Restitue mot pour mot le passage du texte sur la politique migratoire qui commence par « Les inégalités de » et se poursuit jusqu'à « suisse et européenne. ».

§ **Texte extrait**
+++

L’Ocean Viking, navire de sauvetage en mer affrété par SOS Méditerranée, a ainsi subi le plus long blocage de l’histoire de l’ONG. Comme l’exprimait Caroline Abu Sa’Da, Directrice Générale de SOS Méditerranée Suisse dans un communiqué : « Débarquer près de 3 semaines après les sauvetages, si loin de la zone d’opération en Méditerranée centrale est le résultat d’un échec dramatique de la part de l’ensemble des États européens, qui ont bafoué le droit maritime d’une manière inédite »[2].

 

Les inégalités de traitement entre les requérant·e·s d’asile en provenance d’Ukraine et celles et ceux qui ont fui d’autres pays sont intolérables d’un point de vue éthique.

 

Mises en parallèle, ces deux informations posent des questions éthiques relatives à la politique migratoire suisse et européenne.

 

Solidarité à saluer

D’une part, la solidarité exprimée à l’égard des réfugié·e·s ukrainien·ne·s est à saluer. La Suisse, à l’instar de l’UE, a mené une importante politique d’accueil et d’intégration pour les personnes fuyant l’Ukraine. L’ouverture de lieux d’hébergements supplémentaires, des cours de langues spécifiquement dédiés aux personnes ukrainiennes, l’activation d’un permis de séjour particulier – permettant notamment de contourner les procédures d’asile classiques et d’intégrer plus rapidement le marché du travail – sont autant d’exemples des mesures prises rapidement par les autorités politiques de notre pays pour venir en aide aux réfugié·e·s ukrainien·ne·s. À ces mesures s’ajoute un véritable élan de solidarité témoigné par de nombreuses personnes privées, en particulier un nombre important de familles d’accueil.

 

S’il est difficile de trouver des terrains d’entente entre les différents États, il demeure indispensable de ne pas occulter la réalité brutale que vivent certain·e·s migrant·e·s.

+++

[Éléments issus d'une source de données]
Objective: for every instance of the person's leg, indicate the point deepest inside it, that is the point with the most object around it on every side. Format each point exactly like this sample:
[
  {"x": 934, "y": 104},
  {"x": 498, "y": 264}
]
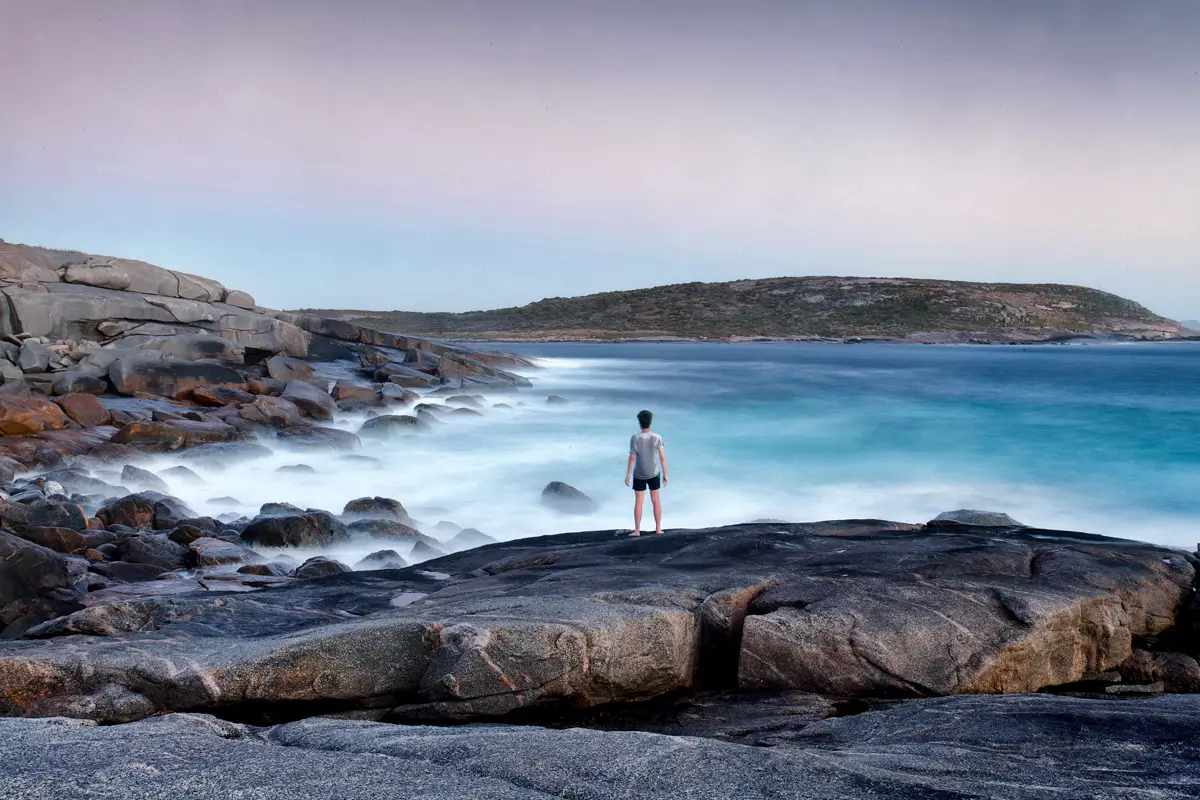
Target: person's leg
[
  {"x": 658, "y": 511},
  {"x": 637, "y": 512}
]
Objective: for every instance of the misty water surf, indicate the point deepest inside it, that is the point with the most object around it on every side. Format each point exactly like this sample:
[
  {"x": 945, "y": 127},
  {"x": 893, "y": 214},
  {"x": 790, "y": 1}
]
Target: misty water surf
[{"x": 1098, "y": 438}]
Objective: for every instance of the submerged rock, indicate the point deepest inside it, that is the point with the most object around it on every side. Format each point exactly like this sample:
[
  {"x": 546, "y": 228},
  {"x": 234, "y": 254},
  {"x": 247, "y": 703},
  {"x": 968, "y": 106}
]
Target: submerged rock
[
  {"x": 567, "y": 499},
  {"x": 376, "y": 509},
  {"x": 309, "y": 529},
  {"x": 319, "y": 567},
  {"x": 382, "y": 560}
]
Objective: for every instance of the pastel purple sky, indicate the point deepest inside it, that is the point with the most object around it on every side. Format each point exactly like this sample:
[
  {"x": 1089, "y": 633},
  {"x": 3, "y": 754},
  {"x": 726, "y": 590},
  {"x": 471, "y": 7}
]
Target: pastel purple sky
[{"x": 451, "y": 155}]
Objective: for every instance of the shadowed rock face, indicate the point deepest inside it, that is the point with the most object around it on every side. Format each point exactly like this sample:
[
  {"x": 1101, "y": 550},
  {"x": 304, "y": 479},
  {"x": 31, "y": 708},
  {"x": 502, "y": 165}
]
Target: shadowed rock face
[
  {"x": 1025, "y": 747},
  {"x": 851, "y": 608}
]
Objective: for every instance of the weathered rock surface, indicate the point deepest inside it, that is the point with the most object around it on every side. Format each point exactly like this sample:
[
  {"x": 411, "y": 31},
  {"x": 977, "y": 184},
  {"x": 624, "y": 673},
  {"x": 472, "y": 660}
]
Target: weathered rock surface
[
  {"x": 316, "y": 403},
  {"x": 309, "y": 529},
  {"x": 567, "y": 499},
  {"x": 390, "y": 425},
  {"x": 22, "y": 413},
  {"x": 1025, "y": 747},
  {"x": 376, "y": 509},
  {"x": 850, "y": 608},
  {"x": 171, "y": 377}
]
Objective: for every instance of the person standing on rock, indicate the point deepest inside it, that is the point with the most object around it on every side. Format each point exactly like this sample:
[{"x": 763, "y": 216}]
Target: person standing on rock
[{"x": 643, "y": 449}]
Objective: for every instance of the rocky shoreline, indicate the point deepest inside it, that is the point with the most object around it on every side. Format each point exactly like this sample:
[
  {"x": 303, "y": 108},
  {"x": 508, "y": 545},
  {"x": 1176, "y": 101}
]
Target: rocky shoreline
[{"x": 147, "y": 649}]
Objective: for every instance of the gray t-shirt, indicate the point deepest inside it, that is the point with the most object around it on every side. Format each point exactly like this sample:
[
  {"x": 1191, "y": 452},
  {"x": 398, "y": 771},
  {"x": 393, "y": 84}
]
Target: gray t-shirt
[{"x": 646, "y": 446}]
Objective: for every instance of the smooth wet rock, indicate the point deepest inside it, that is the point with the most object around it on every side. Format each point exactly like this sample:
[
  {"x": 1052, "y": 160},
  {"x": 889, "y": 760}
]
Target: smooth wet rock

+++

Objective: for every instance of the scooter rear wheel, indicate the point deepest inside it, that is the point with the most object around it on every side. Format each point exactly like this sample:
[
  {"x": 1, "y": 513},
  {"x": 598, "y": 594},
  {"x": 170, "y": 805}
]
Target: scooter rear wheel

+++

§ **Réponse rédigée**
Les inégalités de traitement entre les requérant·e·s d’asile en provenance d’Ukraine et celles et ceux qui ont fui d’autres pays sont intolérables d’un point de vue éthique.

 

Mises en parallèle, ces deux informations posent des questions éthiques relatives à la politique migratoire suisse et européenne.